## [SUPPLIED ENTRIES]
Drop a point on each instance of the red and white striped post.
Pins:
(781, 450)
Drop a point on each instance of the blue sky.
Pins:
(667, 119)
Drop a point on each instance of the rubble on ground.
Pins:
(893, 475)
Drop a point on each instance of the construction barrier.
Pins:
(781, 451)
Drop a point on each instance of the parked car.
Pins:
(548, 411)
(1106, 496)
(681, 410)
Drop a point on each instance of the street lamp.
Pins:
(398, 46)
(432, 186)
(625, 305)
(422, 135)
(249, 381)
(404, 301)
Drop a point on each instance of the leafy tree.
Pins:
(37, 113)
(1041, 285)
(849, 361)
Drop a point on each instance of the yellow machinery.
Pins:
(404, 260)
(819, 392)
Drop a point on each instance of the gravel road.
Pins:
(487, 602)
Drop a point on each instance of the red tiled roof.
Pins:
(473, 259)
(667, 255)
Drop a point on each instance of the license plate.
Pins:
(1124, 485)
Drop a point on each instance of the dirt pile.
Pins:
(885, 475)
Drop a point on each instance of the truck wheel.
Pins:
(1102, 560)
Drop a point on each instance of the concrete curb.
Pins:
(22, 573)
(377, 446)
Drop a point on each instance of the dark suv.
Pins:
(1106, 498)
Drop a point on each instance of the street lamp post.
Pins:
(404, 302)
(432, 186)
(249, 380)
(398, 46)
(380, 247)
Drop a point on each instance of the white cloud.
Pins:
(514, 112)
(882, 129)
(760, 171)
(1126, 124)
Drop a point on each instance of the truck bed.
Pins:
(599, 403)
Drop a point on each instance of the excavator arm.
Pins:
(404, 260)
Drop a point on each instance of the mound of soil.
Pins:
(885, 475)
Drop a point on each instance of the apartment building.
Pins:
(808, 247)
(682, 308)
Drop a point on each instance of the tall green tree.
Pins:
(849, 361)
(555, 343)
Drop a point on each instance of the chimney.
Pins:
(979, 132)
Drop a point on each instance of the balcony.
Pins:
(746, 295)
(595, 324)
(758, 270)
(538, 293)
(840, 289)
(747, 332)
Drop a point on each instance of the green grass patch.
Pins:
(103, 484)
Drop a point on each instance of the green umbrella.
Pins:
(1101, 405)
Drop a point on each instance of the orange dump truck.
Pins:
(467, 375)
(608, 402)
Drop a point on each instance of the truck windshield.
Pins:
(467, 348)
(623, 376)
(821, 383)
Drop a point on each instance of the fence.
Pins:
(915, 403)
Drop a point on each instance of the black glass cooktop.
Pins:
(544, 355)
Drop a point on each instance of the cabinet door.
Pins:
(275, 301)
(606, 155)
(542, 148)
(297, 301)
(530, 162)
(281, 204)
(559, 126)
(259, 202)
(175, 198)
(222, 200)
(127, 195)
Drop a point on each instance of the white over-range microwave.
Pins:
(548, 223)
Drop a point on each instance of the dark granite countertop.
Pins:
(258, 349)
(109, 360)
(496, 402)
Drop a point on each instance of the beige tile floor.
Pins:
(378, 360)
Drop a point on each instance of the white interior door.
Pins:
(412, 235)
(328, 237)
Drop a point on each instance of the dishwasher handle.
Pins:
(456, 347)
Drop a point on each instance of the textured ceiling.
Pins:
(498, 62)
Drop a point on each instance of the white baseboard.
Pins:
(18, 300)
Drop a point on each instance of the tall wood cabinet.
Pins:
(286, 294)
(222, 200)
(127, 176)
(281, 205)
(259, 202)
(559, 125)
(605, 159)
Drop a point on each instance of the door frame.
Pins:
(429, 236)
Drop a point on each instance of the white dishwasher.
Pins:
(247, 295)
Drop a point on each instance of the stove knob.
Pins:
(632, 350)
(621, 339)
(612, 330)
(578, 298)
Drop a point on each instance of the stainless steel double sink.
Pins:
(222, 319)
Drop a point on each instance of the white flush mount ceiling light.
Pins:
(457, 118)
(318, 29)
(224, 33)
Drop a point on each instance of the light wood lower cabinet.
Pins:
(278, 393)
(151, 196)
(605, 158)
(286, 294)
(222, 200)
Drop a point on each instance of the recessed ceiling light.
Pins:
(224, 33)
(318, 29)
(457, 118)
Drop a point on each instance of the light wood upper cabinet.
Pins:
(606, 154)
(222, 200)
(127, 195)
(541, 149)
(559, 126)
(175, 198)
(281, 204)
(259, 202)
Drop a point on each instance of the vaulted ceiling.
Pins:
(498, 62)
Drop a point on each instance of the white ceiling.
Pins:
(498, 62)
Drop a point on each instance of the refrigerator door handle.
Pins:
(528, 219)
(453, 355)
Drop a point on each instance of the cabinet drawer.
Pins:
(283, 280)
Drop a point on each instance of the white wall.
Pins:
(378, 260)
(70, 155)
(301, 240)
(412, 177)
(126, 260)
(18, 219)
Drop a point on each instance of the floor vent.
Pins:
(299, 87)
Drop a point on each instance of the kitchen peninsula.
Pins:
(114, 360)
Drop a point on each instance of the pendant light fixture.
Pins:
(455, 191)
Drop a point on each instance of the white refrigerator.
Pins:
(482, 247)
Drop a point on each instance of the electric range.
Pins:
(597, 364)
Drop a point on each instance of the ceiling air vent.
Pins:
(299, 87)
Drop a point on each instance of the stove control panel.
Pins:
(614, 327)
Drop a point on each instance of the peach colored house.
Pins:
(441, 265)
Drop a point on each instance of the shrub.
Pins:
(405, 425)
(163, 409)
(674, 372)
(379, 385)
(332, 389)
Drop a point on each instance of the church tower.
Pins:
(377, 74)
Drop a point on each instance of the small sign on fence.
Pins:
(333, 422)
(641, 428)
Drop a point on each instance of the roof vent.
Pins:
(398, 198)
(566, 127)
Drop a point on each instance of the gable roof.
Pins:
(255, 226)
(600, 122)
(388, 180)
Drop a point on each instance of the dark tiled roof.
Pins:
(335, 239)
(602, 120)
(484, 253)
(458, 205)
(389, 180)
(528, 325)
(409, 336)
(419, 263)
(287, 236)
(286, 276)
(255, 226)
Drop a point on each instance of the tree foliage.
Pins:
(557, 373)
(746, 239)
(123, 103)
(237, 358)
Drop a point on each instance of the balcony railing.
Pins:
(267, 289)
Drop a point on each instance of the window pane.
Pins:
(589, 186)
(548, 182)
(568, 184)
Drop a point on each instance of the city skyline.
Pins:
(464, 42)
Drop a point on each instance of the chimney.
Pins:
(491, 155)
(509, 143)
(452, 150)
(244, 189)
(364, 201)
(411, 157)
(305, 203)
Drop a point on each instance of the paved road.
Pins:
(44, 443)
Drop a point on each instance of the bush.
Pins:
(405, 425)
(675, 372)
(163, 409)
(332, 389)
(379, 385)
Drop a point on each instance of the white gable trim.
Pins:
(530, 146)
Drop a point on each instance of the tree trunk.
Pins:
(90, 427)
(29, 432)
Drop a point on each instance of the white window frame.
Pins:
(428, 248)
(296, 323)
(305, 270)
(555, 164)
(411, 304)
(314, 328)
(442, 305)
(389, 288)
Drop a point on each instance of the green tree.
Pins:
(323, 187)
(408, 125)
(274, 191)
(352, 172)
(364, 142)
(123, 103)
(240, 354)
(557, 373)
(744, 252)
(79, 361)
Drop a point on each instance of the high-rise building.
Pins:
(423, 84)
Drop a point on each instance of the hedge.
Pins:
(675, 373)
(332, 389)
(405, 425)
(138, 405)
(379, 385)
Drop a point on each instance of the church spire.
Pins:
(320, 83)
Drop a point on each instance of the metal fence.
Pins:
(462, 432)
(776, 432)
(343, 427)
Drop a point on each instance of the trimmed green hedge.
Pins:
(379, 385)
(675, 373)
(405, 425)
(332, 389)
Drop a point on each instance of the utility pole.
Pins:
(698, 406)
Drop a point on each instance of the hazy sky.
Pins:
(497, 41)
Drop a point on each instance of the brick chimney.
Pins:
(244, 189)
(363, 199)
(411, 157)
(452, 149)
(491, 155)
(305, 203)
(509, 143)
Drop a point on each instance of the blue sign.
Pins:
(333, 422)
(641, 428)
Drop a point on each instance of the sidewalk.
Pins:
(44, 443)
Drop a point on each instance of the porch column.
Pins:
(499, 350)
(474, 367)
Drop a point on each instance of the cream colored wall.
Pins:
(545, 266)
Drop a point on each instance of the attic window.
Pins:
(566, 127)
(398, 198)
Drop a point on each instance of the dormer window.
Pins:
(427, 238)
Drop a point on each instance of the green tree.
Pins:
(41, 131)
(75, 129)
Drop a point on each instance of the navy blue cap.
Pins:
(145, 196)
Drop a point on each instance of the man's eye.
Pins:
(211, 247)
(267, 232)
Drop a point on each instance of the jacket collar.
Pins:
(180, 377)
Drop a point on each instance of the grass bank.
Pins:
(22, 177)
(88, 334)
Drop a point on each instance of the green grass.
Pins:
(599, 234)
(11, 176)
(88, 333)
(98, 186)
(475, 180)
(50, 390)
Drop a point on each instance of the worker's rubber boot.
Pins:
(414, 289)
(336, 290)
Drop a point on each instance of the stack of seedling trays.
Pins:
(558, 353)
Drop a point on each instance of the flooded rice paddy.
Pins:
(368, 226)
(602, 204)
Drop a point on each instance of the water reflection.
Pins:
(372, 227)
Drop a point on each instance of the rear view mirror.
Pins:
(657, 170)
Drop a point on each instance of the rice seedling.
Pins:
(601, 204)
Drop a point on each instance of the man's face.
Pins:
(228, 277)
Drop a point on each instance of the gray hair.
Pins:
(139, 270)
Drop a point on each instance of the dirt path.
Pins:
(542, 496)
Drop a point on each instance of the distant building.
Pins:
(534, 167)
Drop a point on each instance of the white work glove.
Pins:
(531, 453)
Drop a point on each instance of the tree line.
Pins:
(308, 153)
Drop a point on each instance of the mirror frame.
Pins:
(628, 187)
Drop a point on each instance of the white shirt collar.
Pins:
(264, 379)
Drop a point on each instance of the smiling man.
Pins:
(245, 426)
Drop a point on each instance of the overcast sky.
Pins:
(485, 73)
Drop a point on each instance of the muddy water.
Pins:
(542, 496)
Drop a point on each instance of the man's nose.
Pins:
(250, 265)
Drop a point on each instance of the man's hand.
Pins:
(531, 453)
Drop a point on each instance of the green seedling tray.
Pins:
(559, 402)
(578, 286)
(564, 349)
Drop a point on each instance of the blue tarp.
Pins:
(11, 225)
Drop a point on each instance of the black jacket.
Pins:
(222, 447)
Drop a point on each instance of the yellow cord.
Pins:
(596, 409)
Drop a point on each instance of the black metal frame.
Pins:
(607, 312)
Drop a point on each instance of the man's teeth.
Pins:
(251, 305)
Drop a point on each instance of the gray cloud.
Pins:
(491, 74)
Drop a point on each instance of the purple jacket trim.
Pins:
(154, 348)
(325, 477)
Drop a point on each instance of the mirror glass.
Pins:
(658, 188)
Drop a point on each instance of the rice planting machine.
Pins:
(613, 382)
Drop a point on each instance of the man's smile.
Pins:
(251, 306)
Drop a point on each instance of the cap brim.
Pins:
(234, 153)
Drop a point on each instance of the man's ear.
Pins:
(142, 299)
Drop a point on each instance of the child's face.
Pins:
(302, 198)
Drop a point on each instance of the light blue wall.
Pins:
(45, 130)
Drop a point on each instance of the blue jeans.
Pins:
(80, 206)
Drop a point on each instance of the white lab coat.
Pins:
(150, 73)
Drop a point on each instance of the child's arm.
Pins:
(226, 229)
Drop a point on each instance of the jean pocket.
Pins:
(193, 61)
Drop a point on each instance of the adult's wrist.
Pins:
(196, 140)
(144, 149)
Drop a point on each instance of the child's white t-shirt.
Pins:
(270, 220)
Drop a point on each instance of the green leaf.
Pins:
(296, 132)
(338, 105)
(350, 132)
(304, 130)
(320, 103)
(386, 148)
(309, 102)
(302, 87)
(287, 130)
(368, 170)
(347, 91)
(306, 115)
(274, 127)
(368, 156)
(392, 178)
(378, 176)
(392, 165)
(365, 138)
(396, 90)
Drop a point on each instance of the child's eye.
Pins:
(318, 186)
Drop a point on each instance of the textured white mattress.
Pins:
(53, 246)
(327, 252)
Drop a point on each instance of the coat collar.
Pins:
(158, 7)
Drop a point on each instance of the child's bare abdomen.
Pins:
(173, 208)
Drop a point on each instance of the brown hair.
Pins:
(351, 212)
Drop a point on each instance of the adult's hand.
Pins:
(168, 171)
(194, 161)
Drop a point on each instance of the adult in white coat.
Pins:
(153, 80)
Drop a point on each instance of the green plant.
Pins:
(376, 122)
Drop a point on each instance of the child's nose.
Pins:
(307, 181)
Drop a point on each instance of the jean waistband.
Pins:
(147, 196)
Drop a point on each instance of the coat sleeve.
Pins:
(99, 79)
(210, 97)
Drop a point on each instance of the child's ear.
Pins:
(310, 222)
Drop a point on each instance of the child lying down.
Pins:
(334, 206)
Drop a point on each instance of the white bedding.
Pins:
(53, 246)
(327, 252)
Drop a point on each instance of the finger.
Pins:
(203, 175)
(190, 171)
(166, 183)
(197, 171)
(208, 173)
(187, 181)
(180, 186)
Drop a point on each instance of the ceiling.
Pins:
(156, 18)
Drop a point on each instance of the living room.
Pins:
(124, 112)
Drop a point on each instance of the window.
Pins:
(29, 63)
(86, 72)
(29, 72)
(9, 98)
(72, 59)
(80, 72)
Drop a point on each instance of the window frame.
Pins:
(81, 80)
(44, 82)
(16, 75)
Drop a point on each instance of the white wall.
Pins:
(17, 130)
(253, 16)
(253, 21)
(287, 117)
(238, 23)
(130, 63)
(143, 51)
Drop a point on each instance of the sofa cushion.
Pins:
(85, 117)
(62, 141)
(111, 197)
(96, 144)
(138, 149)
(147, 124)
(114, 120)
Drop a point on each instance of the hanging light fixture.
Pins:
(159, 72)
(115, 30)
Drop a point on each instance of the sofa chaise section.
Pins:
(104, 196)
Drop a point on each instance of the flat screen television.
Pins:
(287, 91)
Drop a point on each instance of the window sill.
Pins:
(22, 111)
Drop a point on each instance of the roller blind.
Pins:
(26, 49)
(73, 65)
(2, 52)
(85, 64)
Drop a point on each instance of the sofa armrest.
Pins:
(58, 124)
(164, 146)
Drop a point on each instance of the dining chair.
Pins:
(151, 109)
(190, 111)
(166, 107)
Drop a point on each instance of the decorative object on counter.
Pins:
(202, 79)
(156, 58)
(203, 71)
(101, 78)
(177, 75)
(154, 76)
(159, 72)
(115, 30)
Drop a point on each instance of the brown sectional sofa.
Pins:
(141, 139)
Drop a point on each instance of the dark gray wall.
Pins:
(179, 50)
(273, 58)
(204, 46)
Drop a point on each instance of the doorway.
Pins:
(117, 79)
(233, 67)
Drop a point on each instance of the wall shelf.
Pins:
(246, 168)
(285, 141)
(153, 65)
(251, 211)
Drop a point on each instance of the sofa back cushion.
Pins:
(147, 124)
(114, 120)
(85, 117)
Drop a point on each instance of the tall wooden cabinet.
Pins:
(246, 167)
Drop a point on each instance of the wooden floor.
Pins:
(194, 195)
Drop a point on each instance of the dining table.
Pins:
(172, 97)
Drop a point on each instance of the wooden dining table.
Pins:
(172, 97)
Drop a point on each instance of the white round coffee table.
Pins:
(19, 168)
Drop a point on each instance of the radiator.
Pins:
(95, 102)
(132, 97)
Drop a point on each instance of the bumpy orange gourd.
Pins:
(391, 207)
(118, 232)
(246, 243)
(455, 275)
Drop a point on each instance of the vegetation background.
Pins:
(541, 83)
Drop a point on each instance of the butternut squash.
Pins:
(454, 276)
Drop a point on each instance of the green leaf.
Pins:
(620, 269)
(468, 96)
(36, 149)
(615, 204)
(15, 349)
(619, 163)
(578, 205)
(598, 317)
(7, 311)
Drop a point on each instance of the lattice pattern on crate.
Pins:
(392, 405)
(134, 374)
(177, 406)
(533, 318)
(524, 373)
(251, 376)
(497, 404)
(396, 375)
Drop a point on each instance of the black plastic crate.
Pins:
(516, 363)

## [YOUR INSTRUCTIONS]
Where the word "sign" is present in a line of the listing, copy that line.

## [FINAL ANSWER]
Drop a point on each instance of the small sign on fence.
Drop a point on each instance of the blue sign.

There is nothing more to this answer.